**DATA RECORDS**:

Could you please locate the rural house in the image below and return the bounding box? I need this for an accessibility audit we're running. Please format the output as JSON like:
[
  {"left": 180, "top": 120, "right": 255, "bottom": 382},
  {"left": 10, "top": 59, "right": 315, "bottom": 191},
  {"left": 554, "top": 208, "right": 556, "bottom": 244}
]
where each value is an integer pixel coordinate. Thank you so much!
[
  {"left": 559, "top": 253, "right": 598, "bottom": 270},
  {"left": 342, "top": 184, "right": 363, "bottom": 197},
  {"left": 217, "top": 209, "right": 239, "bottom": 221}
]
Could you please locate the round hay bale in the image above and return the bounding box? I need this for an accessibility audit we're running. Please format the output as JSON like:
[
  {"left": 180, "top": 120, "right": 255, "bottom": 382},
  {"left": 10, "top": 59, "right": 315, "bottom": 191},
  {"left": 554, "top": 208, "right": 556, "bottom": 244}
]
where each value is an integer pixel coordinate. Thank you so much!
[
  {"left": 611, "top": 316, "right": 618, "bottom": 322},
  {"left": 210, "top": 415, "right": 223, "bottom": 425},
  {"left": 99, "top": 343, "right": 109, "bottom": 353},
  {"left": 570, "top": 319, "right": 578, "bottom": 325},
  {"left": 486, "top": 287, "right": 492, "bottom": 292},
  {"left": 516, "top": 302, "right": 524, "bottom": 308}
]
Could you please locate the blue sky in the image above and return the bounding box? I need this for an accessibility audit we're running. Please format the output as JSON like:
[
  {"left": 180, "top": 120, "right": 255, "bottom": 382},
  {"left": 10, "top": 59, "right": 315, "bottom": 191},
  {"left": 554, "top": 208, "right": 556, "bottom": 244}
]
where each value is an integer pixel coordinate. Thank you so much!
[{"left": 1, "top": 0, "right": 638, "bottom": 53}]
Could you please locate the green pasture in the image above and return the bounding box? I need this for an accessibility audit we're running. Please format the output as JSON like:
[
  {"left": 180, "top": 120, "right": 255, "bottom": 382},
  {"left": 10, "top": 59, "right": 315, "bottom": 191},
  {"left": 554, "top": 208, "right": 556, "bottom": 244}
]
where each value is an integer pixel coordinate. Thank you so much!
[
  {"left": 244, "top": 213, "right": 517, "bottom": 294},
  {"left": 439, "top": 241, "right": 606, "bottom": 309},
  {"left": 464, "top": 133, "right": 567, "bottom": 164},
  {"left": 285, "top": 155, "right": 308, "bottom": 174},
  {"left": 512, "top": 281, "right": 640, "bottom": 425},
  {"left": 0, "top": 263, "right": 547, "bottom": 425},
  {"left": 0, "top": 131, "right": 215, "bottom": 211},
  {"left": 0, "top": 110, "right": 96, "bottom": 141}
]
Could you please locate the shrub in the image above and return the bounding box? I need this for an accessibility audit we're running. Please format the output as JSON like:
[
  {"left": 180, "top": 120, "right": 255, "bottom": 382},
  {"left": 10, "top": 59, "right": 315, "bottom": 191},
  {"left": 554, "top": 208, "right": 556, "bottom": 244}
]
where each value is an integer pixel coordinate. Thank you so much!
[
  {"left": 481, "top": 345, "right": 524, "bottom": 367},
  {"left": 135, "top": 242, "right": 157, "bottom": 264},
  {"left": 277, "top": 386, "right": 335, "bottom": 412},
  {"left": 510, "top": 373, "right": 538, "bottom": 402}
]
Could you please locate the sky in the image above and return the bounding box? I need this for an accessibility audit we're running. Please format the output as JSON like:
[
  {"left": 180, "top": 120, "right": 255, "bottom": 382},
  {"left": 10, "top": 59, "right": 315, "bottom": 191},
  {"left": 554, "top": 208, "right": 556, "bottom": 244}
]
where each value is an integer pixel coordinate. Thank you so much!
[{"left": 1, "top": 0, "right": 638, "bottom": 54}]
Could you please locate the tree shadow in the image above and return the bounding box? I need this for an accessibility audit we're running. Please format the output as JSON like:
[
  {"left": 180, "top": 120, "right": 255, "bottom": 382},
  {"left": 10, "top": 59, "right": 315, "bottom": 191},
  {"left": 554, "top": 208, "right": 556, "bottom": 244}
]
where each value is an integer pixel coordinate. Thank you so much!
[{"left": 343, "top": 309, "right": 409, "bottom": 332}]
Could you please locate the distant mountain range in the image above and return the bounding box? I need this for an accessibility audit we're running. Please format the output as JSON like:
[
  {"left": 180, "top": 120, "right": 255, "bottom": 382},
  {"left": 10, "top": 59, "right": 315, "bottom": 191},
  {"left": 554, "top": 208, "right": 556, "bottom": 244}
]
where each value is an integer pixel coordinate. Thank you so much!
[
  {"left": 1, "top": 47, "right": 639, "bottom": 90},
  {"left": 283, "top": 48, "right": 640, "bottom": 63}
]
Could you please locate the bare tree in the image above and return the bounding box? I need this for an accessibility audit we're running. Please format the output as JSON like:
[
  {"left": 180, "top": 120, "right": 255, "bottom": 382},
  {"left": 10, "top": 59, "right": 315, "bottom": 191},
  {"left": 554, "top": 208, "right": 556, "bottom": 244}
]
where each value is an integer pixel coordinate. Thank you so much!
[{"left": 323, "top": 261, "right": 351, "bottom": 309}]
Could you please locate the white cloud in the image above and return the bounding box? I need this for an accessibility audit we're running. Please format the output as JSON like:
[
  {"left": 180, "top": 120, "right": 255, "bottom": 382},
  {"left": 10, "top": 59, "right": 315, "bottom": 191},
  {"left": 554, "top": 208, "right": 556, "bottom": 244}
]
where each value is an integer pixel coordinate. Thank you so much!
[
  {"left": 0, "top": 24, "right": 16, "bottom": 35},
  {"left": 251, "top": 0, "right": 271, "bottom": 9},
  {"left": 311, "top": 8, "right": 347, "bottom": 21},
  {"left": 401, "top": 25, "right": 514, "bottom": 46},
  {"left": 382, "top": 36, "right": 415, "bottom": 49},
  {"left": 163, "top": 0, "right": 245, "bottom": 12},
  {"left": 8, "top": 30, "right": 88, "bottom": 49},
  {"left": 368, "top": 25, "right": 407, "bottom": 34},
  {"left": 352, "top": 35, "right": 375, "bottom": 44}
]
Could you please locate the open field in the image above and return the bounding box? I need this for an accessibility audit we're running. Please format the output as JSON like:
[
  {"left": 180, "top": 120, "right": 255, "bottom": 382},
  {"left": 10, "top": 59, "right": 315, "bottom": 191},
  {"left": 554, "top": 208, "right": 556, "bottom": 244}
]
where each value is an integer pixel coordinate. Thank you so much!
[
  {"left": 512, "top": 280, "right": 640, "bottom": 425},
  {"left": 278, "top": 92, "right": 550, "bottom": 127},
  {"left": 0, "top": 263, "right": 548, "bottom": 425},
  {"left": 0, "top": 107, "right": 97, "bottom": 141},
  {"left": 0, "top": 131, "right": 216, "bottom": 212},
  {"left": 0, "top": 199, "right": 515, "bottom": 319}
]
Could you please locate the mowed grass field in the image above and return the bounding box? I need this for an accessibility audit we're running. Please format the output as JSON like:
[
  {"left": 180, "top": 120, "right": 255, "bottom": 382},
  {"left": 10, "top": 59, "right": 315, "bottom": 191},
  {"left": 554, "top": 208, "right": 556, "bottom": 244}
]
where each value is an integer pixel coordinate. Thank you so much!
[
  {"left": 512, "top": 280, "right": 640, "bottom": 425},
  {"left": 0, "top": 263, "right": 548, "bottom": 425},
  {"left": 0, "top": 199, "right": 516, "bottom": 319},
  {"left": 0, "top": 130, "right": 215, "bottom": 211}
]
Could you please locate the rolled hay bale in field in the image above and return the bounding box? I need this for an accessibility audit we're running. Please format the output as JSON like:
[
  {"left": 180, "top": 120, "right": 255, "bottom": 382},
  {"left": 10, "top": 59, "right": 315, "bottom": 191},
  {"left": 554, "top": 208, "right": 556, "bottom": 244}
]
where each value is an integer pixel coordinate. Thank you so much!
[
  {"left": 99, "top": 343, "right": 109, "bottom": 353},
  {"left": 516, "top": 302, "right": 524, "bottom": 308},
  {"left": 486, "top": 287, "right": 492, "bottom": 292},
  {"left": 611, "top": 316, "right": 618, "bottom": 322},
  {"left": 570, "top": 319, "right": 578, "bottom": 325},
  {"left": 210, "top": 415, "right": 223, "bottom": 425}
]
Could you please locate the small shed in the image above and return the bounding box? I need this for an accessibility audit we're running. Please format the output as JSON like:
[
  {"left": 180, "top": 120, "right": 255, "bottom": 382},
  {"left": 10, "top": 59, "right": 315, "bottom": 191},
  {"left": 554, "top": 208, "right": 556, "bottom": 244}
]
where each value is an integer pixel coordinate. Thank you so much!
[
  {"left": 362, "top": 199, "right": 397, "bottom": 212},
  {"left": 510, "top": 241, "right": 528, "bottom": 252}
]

**THE PROBLEM**: Extract every line from the records above that contains the word "bale".

**RESPONSE**:
Could you please locate the round hay bale in the image above and return the bounding box? I need this for an accessibility audit we're running. Please format the output as JSON like:
Could you please locate the rolled hay bale in field in the image above and return the bounding box? I need this for an accessibility audit we're running. Please format the output as JSON like:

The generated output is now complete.